### WHAT YOU SHOULD DO:
When writing out the listing below, reproduce every word exactly and skip the pictures.

========================================================================

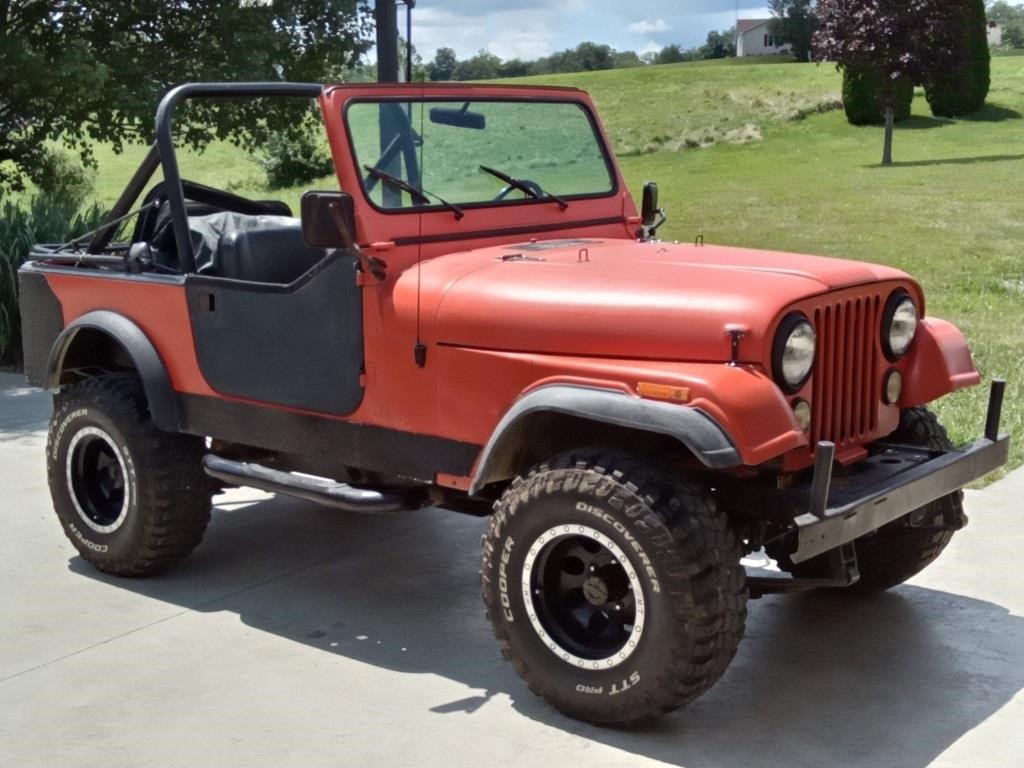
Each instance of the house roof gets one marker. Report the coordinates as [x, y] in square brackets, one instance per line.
[745, 25]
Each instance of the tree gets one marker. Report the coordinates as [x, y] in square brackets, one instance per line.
[671, 53]
[962, 90]
[627, 58]
[593, 56]
[719, 44]
[484, 66]
[443, 66]
[904, 41]
[93, 71]
[794, 25]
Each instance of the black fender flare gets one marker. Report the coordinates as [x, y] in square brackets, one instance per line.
[704, 436]
[156, 382]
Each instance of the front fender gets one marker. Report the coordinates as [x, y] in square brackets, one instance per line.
[939, 364]
[692, 427]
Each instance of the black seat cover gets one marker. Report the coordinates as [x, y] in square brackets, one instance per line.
[275, 254]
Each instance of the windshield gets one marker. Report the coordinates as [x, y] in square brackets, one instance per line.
[454, 152]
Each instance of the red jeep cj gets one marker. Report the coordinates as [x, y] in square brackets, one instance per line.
[480, 320]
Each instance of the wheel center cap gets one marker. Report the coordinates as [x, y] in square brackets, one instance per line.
[596, 591]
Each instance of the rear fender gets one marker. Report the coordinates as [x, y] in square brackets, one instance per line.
[70, 345]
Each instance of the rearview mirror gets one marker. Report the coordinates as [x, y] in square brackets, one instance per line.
[459, 118]
[649, 210]
[328, 219]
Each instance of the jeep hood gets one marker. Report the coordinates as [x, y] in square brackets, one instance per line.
[621, 298]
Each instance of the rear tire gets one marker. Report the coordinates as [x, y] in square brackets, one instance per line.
[131, 498]
[615, 591]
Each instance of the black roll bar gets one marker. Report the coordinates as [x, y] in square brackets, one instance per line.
[165, 144]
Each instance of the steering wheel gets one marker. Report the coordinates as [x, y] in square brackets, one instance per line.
[534, 187]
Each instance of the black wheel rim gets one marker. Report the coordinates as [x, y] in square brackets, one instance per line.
[585, 598]
[96, 479]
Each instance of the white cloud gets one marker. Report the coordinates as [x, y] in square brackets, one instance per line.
[529, 29]
[646, 27]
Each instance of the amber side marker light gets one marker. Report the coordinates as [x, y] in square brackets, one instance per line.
[663, 391]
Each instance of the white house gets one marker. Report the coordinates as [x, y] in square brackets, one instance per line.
[754, 38]
[994, 33]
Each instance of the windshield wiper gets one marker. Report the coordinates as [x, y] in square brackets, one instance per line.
[531, 188]
[419, 196]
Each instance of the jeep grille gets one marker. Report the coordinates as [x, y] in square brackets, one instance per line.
[846, 374]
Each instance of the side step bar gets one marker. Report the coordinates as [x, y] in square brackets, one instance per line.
[320, 489]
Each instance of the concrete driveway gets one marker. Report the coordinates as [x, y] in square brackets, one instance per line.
[297, 636]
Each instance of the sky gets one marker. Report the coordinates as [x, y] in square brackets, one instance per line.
[530, 29]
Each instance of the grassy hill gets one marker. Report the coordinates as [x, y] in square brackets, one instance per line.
[758, 156]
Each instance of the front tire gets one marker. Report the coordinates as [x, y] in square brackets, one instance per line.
[132, 499]
[614, 590]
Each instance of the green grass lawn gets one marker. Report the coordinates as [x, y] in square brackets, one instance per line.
[950, 212]
[758, 156]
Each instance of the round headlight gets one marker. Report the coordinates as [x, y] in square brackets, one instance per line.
[899, 326]
[793, 352]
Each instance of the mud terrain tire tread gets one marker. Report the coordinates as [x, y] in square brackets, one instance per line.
[705, 583]
[172, 494]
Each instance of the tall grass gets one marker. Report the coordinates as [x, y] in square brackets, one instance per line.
[45, 218]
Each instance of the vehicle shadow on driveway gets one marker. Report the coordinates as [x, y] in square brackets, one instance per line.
[819, 679]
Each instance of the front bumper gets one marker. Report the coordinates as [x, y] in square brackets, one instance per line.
[889, 484]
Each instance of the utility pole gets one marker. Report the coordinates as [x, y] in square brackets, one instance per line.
[386, 13]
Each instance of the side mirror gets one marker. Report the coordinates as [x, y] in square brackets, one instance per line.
[328, 219]
[649, 210]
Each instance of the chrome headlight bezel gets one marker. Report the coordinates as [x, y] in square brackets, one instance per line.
[899, 326]
[793, 361]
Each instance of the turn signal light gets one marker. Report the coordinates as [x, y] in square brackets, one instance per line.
[663, 391]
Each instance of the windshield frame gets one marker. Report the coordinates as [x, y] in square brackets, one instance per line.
[595, 126]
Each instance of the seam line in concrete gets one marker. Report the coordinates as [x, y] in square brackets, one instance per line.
[210, 602]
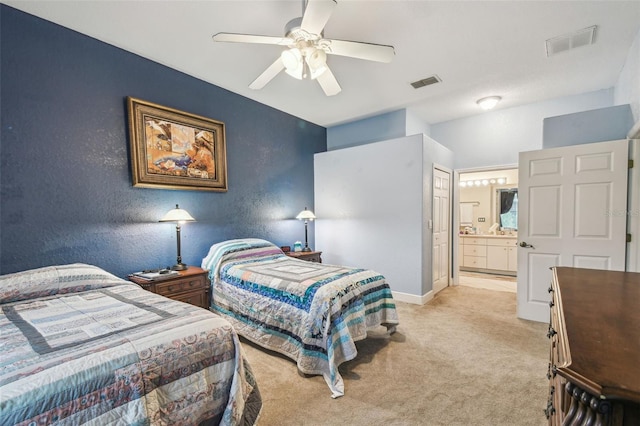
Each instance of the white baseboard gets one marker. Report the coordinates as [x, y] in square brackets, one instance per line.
[412, 298]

========================================================================

### OUTPUT OF THE TASK:
Each instance of the house roof gets one marker. Report the coordinates as [x, y] in square brackets, one instance per line.
[745, 25]
Each instance of the tree gets one marker. Report the coordinates as [x, y] in square brackets, one instance per line.
[671, 53]
[962, 90]
[627, 58]
[593, 56]
[719, 44]
[484, 66]
[443, 66]
[904, 41]
[93, 71]
[794, 25]
Each instance of the black fender flare gets one marker. Report the coordinates as [x, y] in square brackets, one instance per line.
[704, 436]
[156, 382]
Each instance of the front fender gets one marker. Report the coordinates as [x, y] in square brackets, one instance per line.
[939, 364]
[692, 427]
Each instance of the black seat cover gets one marker. Report the coordinates as [x, y] in square brackets, one instance per line.
[275, 254]
Each instance of the windshield gets one marker. Report the coordinates as [x, y] in square brackets, one instance per line.
[454, 152]
Each instance of the red jeep cj gets one marker. Report the coordinates as [x, y] in square brackets, one instance per line.
[480, 320]
Each instance of the wheel center cap gets one marker. Report the coordinates as [x, y] in square brackets, one instance per line.
[596, 591]
Each instance of the rear fender gets one marker. Report the coordinates as [x, y] in square brackets, one instance per line.
[70, 345]
Each instance of the rearview mirror gets one marker. Report the coordinates as [x, y] in square brackets, one instance per line.
[459, 118]
[649, 210]
[328, 219]
Each instance of the jeep hood gets one marker. Report the coordinates as [x, y] in square brackets, one instance per line.
[621, 298]
Each instance of the rear tire gets one marker. Report the coordinates as [x, y] in square brackets, one instance per line.
[131, 498]
[615, 591]
Each instance of the black roll bar gets one marker. Report the coordinates as [x, y] in square brackets, one instance per line.
[165, 144]
Each instance of the steering wheel gets one marker. Report the coordinates as [x, y] in square brackets, one instance per line.
[534, 187]
Each instance of the black wheel rim gets one marker. Report the coordinates as [x, y] in square brackets, one instance per line.
[585, 598]
[96, 479]
Each instance of the white cloud gets one marker. Report the coordinates as [x, y] in square brackets, one instance per line.
[529, 29]
[646, 27]
Each instance of the amber side marker light gets one marker. Report the coordinates as [x, y] in square brackets, one instance per line.
[663, 391]
Each instance of the white house gets one marker. Report the coordinates as [x, y] in square brackets, one instance per line.
[754, 38]
[994, 33]
Each instance of the windshield wiper gets one marker. Report the coordinates as [x, y] in square brackets, one instance per line.
[531, 188]
[419, 196]
Each instance of the jeep grille gets one marker. Report the coordinates as [x, y] in square brackets, one instance per line.
[846, 374]
Each instance of the side step bar gets one marker. Report the coordinates as [x, y] in square brackets, one instance per line.
[320, 489]
Each instance of the concrete driveway gets one marker. Report the coordinates as [x, y] in square brackets, one instance per line.
[297, 636]
Each instance of the sky gets one marker. Report the coordinates as [x, y] in square brackets, one instance per line.
[530, 29]
Each instance of the grassy hill gets one marker. Report the coordinates as [x, y] in square brackets, one instance per line.
[758, 156]
Each instance of the front tire gets one marker. Report the coordinates as [x, y] in square brackets, one instance per line.
[132, 499]
[614, 590]
Each instance of the green grass lawn gets one marker. Report the coordinates as [x, y] in square brackets, one instance per line.
[950, 212]
[758, 156]
Each instance of the round headlight gets one marker. Report the coordinates as [x, y] in square brackets, one instance per line.
[899, 326]
[793, 352]
Each instance of the mud terrain tire tread gets one marker. Report the coordinates as [x, y] in square brackets, one instance per line.
[705, 583]
[172, 494]
Each instance of the tall grass gets one marker. Report the coordinates as [x, y] in square brackets, one instance per line.
[45, 218]
Each instance of the vehicle shadow on driveway gets one marker. Report the coordinates as [x, y] in square brackets, one instance per line.
[819, 679]
Each instance of the front bumper gets one marker. Report the coordinates as [x, y] in square brackets, one instance per line.
[889, 484]
Each instance of the utility pole gets one marker. Report the coordinates as [x, y] in square brackets, one instance per line.
[386, 13]
Each instance of the side mirror gets one marker. Report the coordinates as [x, y] in square brackets, one instance per line.
[328, 219]
[649, 210]
Each instance of the chrome headlight bezel gets one marker. Report the coordinates as [x, y] in square brackets, one instance per line.
[899, 326]
[793, 361]
Each instance of the turn signal light gets one marker. Report the coordinates as [x, y] in square brackets, one instance per line.
[663, 391]
Each instance of the windshield frame gets one marker. Report the coordinates as [x, y] in square brackets, one instance per line.
[595, 126]
Each instance of the seam line in concrete gets one marker. Report the coordinates as [x, y] in square brackets, one instance per line.
[210, 602]
Each instance of the white baseboard gets one marker. Report the coordinates as [x, y] in square brackets, one instance per line.
[412, 298]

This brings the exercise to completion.